*TEXT PASSAGE*.

╭──

Many of us who took part in the January 25 revolution feel it might be time to run an assessment and try to calculate the gains and losses. If you are not among those who reached the conclusion that the revolution has completely failed, then you should consider thinking of a way forward for it.
I am among those who still believe that the revolution did not fail and it is too early to surrender and declare its death. The revolution had both short and long-term goals. The short-term goals were mainly to bring down the Hosni Mubarak regime and try him for his crimes. The revolution indeed succeeded in toppling Mubarak from power, despite claims that the current regime is an extension of Mubarak’s. I would object to that. The current regime is not Mubarak’s, even though it might have similar characteristics. Another short-term goal was to hold free and fair democratic elections. I was one of those who monitored all the elections that took place after the revolution and I can admit that the elections were fair with high turnout, up until June 2013.
As for the long-term objectives of the revolution, they are manifested in the renowned slogan: “Bread, freedom and social justice.” This encompasses other goals like true democracy, human rights, rule of law, etc. To achieve these goals, we need years and maybe a few decades of hard work. When I was getting ready to take to the streets on January 28, 2011, I said to myself, “If there will be any results of what we are doing today, we might not live to see it, but the next generation will.”
The question that we should be asking ourselves now, considering the current situation under the Mubarak-like rule of President Abdel Fattah al-Sisi, is, “What to do next?”
From a human rights point of view, the 2011 revolution is the culmination of a successful human rights awareness campaign that took place prior to 2011: One million citizens in the streets demonstrating and demanding their rights and the removal of a dictator, which I consider the maximum output that a human rights movement can dream of. All those years of talking and raising awareness about human rights issues such as torture, freedom of expression, illegal detention, police brutality and many others, finally bore fruit. People acted, demanding their rights and the removal of the dictatorship. The counter-revolution that gained momentum in 2013 reflects, however, a limitation in the scope of the current rights rhetoric — the international human rights language and ideals did not reach the majority of the population, except for the first one million Egyptians who rose up.
I believe that in 2011, the rights discourse had reached a level of saturation, meaning that its message in its current form couldn’t reach more than those initial one million Egyptians. In order to reach the majority, the human rights language used by activists and cyber activists need to be “vernacularized.” In order to move forward with the revolutionary goals and reach the rest of the population, we need to find a way to reformat our message to appeal to more people and for it to be better received in the local social setting.

╰──

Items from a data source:

╭──

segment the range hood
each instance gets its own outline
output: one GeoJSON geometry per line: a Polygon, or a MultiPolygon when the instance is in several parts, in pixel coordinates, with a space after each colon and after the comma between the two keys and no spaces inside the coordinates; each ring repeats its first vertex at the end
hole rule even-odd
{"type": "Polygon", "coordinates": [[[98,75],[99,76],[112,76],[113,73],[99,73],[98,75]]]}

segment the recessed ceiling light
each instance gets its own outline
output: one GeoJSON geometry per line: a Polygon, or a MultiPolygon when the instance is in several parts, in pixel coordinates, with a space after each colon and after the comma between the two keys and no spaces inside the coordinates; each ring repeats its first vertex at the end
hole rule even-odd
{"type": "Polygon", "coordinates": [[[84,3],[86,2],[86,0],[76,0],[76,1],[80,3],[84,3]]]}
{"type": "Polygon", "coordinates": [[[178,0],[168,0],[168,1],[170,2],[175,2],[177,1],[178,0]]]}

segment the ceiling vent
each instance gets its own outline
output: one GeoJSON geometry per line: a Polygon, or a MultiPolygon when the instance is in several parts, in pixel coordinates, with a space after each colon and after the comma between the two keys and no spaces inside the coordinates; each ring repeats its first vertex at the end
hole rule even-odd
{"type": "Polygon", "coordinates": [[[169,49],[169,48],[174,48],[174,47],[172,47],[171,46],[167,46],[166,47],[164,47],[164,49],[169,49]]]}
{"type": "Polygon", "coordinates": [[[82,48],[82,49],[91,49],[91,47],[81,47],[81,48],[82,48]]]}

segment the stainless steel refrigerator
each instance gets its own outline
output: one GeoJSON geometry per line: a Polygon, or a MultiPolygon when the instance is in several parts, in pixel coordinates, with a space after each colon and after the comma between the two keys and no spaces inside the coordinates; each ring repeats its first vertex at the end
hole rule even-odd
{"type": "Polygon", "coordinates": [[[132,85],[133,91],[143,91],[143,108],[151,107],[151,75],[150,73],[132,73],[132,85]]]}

╰──

*INSTRUCTIONS TO FOLLOW*. Update the stretch of the essay on the January 25 revolution from "I am among those" through "until June 2013.", changing every "elections" to "polls". You will not need the records for this.

*SOLVED EXERCISE*.
I am among those who still believe that the revolution did not fail and it is too early to surrender and declare its death. The revolution had both short and long-term goals. The short-term goals were mainly to bring down the Hosni Mubarak regime and try him for his crimes. The revolution indeed succeeded in toppling Mubarak from power, despite claims that the current regime is an extension of Mubarak’s. I would object to that. The current regime is not Mubarak’s, even though it might have similar characteristics. Another short-term goal was to hold free and fair democratic polls. I was one of those who monitored all the polls that took place after the revolution and I can admit that the polls were fair with high turnout, up until June 2013.